(Collected data)

· · · · ·

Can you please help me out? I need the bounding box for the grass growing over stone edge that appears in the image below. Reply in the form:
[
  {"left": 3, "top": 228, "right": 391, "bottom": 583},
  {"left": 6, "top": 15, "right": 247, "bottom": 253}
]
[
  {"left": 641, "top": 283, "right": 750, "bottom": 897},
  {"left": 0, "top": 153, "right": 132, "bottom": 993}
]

· · · · ·

- Exercise instructions: Could you repeat every record above exactly as it is written?

- Solved exercise:
Can you please help me out? I need the bounding box for the grass growing over stone edge that appears in the image below. Reply in the form:
[
  {"left": 3, "top": 228, "right": 391, "bottom": 583},
  {"left": 6, "top": 15, "right": 247, "bottom": 253}
]
[
  {"left": 641, "top": 283, "right": 750, "bottom": 897},
  {"left": 0, "top": 153, "right": 132, "bottom": 993}
]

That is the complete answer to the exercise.